> Prompt: Please copy everything from "The third active" down to "in the spring." in the weed control excerpt below, swapping "groundsel" for "charlock".

> Excerpt:
============================================================

The third active in OTHELLO, diflufenican has residual activity as well as contact and therefore will control a wide range of pre or early post emerged broad leaved weeds. However where these weeds are well established beyond the seedling size, then a contact product needs to be added to ensure larger overwintered BLW are controlled effectively. The cheapest option is DUPLOSAN, improving control of chickweed, fumitory and cleavers, but this product is temperature sensitive, therefore needs a milder spell to work properly.

In past years both IPU and CTU controlled groundsel very effectively in the autumn. However none of the current autumn replacements control this weed, and therefore it is now a common overwintered problem requiring control in the spring.

Other overwintering/late germinating weeds can include chickweed and cleavers. SPITFIRE is a more effective option controlling these and a wider range of other emerged BLW, and is the best tank-mix option with OTHELLO in wheat or for use alone in barley and oats. As it is also a contact post emergent only herbicide, it works also best when the weeds are growing actively.

============================================================

> Data extract:
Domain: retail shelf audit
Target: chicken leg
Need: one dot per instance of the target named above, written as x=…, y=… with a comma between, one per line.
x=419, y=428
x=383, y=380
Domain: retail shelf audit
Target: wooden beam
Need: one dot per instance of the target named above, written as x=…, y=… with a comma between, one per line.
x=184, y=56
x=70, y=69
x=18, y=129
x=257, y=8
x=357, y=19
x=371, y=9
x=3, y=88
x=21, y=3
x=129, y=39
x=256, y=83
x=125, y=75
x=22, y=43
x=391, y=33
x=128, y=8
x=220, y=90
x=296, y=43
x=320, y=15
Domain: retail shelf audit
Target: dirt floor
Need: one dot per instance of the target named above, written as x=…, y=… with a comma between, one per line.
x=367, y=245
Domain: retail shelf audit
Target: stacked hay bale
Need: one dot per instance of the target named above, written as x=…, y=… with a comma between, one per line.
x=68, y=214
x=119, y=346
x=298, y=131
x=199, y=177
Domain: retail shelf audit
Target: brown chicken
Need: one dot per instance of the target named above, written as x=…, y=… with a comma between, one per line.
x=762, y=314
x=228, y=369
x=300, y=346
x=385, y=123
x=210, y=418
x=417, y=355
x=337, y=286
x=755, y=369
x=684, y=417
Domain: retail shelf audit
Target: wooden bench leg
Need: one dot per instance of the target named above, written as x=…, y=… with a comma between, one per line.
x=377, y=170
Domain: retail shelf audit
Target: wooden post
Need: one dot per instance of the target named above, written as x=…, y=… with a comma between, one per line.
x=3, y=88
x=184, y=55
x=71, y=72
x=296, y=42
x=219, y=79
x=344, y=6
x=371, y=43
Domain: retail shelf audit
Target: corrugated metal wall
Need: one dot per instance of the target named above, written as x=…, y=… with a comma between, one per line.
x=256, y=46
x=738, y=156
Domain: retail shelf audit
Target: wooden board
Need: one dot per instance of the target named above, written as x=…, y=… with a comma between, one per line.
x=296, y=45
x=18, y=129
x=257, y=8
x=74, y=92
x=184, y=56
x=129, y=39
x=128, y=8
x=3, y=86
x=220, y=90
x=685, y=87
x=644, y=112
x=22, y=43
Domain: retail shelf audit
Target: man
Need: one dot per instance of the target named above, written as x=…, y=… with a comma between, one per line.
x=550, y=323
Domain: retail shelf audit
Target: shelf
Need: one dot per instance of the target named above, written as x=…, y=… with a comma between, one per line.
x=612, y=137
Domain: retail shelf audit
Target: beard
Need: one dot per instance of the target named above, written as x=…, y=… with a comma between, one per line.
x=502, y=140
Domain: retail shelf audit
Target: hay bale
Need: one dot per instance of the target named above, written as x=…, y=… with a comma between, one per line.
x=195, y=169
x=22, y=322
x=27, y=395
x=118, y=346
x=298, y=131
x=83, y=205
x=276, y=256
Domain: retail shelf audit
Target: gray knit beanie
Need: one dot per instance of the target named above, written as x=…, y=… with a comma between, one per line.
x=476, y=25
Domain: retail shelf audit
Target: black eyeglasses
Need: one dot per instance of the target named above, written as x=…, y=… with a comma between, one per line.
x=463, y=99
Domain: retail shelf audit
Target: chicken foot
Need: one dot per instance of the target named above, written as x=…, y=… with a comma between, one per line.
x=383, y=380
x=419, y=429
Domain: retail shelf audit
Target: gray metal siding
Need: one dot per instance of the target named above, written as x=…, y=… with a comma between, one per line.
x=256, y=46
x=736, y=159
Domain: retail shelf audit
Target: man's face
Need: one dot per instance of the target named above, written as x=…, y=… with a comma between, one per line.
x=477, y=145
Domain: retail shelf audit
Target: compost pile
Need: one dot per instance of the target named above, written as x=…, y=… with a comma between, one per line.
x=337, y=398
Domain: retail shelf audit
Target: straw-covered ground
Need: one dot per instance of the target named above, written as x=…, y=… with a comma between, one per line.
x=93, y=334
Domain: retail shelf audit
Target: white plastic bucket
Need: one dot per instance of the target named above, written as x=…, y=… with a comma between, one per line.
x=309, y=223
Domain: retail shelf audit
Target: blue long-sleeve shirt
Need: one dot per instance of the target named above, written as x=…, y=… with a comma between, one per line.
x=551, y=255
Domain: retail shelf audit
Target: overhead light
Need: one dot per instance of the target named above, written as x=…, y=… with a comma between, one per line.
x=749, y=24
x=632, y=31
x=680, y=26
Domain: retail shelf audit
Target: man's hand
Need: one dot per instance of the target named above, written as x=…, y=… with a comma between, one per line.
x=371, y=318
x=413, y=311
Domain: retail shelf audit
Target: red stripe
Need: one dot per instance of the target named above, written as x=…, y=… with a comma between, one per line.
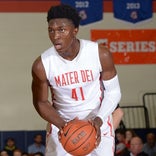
x=43, y=5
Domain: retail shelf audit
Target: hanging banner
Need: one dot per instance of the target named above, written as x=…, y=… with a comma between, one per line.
x=129, y=46
x=133, y=11
x=90, y=11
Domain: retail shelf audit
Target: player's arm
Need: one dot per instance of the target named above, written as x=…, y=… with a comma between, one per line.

============================================================

> Result of the task:
The third active in OTHELLO, diflufenican has residual activity as well as contact and therefore will control a wide range of pre or early post emerged broad leaved weeds. However where these weeds are well established beyond the seedling size, then a contact product needs to be added to ensure larger overwintered BLW are controlled effectively. The cheapest option is DUPLOSAN, improving control of chickweed, fumitory and cleavers, but this product is temperature sensitive, therefore needs a milder spell to work properly.

In past years both IPU and CTU controlled charlock very effectively in the autumn. However none of the current autumn replacements control this weed, and therefore it is now a common overwintered problem requiring control in the spring.